>> BEGIN Given text
Posts from one or more search parties can be incorporated into the system of FIG. 2. In the embodiment shown, each search party is individually indexed, however, the system is not restricted as such.
If more than one member of a search party posts the same piece of content, the message content is extracted for indexing, creating a collaborative tagging system to describe a resource. If another user who is not a member of a search party shares the same link their message is not indexed but can be stored to subsequently infer item popularity. Taking the example of FIG. 1 and applying to the system of FIG. 2, the user inputs the message “Obama in Japan on #G20 #ecotalks” into the social/informational network such as Twitter™. This message is captured by the system of FIG. 2, based on either the publishing user being part of an original search party, or the user's content is captured based on a keyword/hashtag search. Alternatively, the hyperlink posted may be similar to other hyperlinks contained in the main system index.
To create an index based on the message input as in FIG. 1, the data-gathering agent, 202, scrapes either a domain of posts or related tweets from all posts on the real time network, in this example Twitter™, or a subset of the total stream of posts. The participants in the search party or search parties define this domain of tweets or posts. The data gathering agent, 202 can be adapted to ‘listen’ to the public stream, or sources can be curated based on user lists, keywords, geographical metadata or algorithmic analysis of relevant, interesting or important content. Content related to the original message is filtered, parsed, and their original hyperlink is resolved.
Once the content is gathered, this content is then stored and indexed by the indexer, 203. The indexer, 203 also carries out real-time language classification and finds related messages that contain the same URL so the system can calculate item popularity. The indexer, 203, is responsible for extracting metadata regarding the posts or tweets, for instance timestamp data, hashtags (#obama, etc.), user profile information, location, etc, as well as the message content itself.
An example of the indexing process is outlined in FIG. 3. Content is originally captured in the based on the system described above. The hyperlinks contained in each message that is gathered are resolved, and stored. Surrounding text and contextual data contained in the message is then captured in block 301. A database, 302 stores the metadata relating to the URL. An indexable document-based system containing a range of content related to the URL is thus captured. This indexed document contains any data that the original curated users have mentioned. It will be appreciated that the database, 302, contains data from messages that were both from the curated list and other users who are part of the original informational/social network.
Referring to the system of FIG. 2, the main content of the post or tweet is pushed to the indexer, 203, for storage and indexing. The URL or an identifier for the URL, urlID mentioned in the message is also pushed to the indexer, 203. The set of text surrounding the URL is used in conjunction with information obtained from curated users x, y and z and metadata to create an index. Remaining extracted metadata e.g. time, location, original user, URL Title, etc is also stored in a database.
The context indexes and databases used allow for a quick and programmable way of querying content, and also provides a convenient method of gathering associated metadata for the presentation of a contextual query, re-ranking based on metadata or further metadata for presentation to the user.
>> END Given text
In the text above, what happens to the message of a user who shares the same link but is not a member of a search party?
>> BEGIN Provided records
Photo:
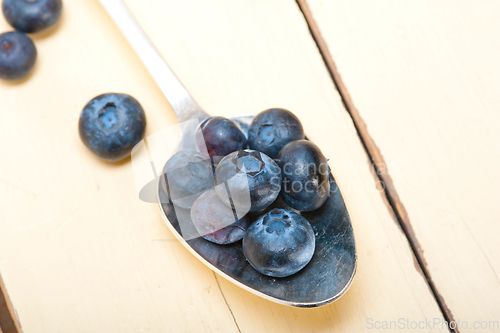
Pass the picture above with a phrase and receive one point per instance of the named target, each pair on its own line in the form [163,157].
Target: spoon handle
[185,107]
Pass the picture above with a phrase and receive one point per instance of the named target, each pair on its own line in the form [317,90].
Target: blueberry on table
[252,179]
[220,136]
[17,55]
[188,174]
[217,222]
[305,172]
[111,125]
[32,16]
[280,243]
[272,129]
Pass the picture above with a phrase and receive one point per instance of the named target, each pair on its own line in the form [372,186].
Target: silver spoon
[331,270]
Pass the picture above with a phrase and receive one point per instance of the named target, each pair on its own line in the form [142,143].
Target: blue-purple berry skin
[32,16]
[216,222]
[280,243]
[252,178]
[221,136]
[17,55]
[188,175]
[305,172]
[272,129]
[111,125]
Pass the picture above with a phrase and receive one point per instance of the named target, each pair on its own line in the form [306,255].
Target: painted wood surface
[79,252]
[425,78]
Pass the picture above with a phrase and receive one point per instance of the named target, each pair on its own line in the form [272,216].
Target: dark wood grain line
[6,320]
[380,167]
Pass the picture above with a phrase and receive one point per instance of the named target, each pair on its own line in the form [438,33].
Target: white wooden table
[419,95]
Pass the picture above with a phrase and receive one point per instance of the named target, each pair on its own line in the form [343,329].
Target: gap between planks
[377,160]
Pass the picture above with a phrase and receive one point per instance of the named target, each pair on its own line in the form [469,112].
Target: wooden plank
[79,251]
[424,77]
[7,324]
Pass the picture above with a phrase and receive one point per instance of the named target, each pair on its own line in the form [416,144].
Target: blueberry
[252,178]
[32,15]
[305,172]
[280,243]
[272,129]
[17,55]
[221,136]
[217,222]
[188,174]
[111,125]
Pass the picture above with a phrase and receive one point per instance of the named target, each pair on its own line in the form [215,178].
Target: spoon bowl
[329,273]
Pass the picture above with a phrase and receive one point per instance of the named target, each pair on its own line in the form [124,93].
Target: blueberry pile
[253,188]
[17,51]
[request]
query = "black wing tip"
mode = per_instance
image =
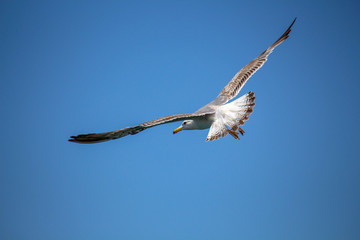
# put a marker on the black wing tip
(88, 138)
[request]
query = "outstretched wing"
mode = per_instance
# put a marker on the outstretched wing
(234, 86)
(106, 136)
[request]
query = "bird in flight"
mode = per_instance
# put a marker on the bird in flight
(221, 117)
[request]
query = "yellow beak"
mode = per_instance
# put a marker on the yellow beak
(177, 130)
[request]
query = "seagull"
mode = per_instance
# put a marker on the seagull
(221, 117)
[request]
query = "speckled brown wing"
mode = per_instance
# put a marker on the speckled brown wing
(234, 86)
(106, 136)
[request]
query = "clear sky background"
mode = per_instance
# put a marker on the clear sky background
(71, 67)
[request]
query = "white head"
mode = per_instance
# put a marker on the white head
(186, 125)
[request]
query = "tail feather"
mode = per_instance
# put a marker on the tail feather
(233, 115)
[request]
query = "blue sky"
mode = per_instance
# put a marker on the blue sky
(71, 67)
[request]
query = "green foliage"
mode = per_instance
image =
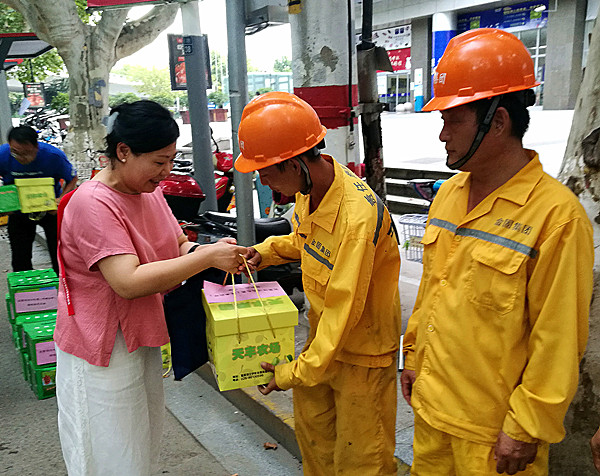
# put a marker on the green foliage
(218, 69)
(60, 103)
(258, 92)
(122, 98)
(15, 102)
(54, 87)
(218, 98)
(165, 100)
(283, 65)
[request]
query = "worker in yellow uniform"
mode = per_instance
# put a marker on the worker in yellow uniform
(345, 378)
(501, 319)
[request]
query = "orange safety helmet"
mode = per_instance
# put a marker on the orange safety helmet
(480, 64)
(276, 126)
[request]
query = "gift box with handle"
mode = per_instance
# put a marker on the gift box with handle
(247, 324)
>> END Provided records
Output of the exercise: Their message is not indexed but can be stored to subsequently infer item popularity.